RECORDS SHOWN:
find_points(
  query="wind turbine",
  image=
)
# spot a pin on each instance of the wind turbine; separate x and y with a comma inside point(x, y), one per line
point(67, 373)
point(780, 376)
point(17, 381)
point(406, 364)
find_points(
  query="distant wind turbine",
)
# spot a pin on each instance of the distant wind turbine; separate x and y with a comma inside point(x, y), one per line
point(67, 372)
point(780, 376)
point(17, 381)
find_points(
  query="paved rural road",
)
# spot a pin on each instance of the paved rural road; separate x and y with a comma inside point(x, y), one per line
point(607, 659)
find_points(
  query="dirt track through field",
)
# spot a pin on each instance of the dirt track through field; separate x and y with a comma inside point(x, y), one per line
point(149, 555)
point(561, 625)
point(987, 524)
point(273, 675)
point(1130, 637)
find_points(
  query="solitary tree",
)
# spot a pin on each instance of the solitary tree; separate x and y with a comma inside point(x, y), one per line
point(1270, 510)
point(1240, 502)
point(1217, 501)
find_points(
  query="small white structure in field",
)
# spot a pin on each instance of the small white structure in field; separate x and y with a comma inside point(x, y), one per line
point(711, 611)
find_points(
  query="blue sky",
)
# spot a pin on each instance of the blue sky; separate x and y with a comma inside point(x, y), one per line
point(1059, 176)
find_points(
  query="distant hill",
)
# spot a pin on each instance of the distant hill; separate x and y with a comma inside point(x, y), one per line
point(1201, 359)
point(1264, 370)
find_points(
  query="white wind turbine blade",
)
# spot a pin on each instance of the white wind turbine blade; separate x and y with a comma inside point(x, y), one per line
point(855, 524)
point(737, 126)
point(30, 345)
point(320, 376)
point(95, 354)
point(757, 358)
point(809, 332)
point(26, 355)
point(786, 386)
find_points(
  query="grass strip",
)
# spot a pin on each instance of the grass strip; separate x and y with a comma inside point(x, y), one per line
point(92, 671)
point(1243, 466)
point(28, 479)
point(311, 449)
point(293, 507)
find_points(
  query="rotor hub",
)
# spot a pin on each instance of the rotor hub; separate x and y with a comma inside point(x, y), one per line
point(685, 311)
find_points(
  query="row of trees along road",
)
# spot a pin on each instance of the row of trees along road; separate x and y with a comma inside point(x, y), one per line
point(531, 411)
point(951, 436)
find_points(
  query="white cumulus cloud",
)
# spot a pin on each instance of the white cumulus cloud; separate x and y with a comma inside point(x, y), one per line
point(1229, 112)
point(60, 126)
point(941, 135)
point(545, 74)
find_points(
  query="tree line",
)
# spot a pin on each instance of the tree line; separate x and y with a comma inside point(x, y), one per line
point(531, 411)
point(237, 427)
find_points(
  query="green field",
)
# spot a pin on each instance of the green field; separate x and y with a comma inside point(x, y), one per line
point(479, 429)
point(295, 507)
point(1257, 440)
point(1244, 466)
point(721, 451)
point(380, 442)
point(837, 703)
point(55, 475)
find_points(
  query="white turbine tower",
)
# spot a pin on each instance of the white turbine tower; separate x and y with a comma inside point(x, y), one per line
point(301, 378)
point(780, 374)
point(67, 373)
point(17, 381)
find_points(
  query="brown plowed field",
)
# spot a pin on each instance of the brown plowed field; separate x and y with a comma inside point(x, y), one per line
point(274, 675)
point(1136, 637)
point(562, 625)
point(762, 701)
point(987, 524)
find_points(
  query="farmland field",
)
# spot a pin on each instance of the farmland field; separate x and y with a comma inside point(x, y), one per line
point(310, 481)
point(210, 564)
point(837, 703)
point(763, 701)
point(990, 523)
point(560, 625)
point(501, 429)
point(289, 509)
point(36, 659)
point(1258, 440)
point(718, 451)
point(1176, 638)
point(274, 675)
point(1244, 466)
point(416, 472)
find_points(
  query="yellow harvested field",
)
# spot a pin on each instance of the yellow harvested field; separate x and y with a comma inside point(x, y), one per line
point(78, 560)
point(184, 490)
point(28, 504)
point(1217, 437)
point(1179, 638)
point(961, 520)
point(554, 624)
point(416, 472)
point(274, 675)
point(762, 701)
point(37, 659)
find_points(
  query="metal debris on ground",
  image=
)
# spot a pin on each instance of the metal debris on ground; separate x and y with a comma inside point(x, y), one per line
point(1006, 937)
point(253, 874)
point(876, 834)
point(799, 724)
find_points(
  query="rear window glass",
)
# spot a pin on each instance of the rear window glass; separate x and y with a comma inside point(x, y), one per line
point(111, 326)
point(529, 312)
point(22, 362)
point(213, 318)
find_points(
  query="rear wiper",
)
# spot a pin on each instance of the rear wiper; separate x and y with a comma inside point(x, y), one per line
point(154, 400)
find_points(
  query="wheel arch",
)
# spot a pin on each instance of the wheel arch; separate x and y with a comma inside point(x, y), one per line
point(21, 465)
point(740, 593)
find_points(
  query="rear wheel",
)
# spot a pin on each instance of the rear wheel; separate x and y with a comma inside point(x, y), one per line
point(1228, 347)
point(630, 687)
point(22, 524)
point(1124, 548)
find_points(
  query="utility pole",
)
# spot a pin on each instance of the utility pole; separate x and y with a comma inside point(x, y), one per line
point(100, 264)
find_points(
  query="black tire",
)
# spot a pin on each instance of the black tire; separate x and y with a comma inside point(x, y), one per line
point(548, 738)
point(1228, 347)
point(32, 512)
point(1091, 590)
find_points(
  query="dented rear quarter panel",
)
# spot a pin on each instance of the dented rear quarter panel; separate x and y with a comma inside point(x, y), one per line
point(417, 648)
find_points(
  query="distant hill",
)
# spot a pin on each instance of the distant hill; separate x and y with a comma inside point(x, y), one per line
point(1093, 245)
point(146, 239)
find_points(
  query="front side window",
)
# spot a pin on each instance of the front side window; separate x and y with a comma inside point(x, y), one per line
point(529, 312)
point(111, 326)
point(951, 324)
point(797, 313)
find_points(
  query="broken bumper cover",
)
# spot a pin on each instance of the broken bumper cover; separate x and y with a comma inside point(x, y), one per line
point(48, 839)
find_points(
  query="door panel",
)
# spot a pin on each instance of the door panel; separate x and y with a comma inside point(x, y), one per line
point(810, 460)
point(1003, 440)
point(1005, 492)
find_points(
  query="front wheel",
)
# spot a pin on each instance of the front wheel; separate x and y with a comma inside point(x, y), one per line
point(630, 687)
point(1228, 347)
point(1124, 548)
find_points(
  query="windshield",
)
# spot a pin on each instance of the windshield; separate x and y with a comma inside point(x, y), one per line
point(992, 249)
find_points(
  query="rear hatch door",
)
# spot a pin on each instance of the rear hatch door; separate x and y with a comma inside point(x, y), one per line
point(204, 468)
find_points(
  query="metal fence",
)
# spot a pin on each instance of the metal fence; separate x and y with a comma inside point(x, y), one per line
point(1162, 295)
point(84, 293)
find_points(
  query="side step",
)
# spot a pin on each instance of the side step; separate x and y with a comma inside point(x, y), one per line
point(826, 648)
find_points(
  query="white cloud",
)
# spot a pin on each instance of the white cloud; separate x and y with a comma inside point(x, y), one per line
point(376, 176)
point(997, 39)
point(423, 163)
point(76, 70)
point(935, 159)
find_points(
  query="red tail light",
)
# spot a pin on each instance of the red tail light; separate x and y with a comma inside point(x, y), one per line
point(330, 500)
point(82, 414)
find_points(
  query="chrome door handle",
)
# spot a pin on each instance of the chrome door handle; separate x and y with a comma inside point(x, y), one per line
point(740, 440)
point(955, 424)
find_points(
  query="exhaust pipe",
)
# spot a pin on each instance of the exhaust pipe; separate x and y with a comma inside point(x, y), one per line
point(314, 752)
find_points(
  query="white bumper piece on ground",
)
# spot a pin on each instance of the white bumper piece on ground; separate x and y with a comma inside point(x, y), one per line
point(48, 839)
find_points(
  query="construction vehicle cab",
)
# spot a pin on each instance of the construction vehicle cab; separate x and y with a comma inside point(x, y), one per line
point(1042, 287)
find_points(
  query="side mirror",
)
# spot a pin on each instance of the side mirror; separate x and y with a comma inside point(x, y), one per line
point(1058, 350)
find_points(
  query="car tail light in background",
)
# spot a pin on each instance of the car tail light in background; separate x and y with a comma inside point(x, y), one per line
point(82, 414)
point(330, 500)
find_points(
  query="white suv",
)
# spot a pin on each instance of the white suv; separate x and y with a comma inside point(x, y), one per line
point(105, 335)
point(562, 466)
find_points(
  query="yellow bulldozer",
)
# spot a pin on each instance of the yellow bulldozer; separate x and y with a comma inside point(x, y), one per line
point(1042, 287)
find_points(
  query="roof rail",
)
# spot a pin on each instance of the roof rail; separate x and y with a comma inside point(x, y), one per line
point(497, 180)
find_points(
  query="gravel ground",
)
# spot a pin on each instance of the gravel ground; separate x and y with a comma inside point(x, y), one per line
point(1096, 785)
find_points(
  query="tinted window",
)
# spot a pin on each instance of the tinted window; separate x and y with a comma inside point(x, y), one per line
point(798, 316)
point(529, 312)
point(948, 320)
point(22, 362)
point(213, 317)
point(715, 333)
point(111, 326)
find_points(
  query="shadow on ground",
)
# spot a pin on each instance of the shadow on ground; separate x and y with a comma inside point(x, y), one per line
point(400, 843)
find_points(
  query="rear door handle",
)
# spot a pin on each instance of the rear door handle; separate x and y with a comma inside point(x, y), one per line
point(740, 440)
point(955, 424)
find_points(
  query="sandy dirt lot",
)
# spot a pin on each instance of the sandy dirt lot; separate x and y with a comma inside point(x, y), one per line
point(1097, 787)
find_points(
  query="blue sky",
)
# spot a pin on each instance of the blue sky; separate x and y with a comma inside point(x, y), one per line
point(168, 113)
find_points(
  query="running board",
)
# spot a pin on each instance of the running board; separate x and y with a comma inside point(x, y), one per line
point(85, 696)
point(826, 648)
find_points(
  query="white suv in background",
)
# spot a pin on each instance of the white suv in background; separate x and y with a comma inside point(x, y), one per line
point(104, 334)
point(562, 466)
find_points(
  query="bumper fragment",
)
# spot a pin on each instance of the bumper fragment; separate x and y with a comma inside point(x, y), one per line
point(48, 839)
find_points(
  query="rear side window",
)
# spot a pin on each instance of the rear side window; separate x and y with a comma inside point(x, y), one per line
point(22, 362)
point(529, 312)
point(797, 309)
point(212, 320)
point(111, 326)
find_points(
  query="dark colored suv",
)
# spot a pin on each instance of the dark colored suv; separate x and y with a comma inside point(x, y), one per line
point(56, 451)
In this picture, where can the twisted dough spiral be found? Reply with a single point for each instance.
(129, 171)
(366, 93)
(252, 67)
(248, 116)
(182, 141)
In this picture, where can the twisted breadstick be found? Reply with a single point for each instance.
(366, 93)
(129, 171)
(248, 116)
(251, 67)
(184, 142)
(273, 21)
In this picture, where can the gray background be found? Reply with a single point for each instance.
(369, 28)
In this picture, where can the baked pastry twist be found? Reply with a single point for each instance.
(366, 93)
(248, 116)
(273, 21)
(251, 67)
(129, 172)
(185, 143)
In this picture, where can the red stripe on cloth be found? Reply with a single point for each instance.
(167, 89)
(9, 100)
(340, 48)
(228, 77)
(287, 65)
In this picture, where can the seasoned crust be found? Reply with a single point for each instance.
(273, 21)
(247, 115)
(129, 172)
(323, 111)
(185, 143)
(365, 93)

SHORT PROBLEM: Locate the line that contains "In this picture, where can the twisted breadstick", then please quote it and every line after it to the end of the entries above, exactly and with nothing else.

CORRECT RESULT:
In this picture, where can the twisted breadstick be found? Reply with a single point for each instance.
(366, 93)
(129, 171)
(248, 116)
(251, 67)
(184, 142)
(273, 21)
In this picture, where can the gray background be found? Reply with a single point for each instance.
(369, 28)
In this picture, where can the baked pastry twist be found? Reply with a single point for each instance.
(366, 93)
(248, 116)
(273, 21)
(251, 67)
(129, 172)
(185, 143)
In this picture, where can the red stripe on cloth be found? Reply with a single point for each instance.
(167, 89)
(9, 100)
(340, 48)
(228, 77)
(287, 65)
In this picture, where can the seasoned crust be found? Reply with a single point for each instance.
(273, 21)
(247, 115)
(129, 172)
(323, 111)
(185, 143)
(365, 93)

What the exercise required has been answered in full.